Start of Data for analysis

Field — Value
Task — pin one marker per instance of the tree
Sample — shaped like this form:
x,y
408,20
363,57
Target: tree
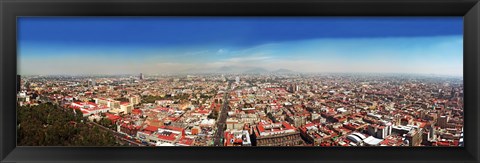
x,y
48,125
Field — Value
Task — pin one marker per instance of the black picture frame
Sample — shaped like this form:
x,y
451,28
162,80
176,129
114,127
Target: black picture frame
x,y
11,9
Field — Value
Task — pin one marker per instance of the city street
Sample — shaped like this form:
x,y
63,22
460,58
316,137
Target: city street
x,y
221,120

End of Data for analysis

**Work required**
Leave out the images and copy all remaining data word for word.

**Result of this exercise**
Field — Value
Task — pin one marker per instance of the tree
Sample — shaped like this form:
x,y
408,20
363,57
Target: tree
x,y
48,125
Field — Value
Task — pin one marker per instance of the black picture frame
Sample — shaped like this form:
x,y
451,28
162,80
176,129
114,127
Target: black picture frame
x,y
11,9
Field — Value
Task — pin one marker per instance of the city street
Sample — shaped like this form:
x,y
63,22
460,58
316,137
Target: city street
x,y
221,120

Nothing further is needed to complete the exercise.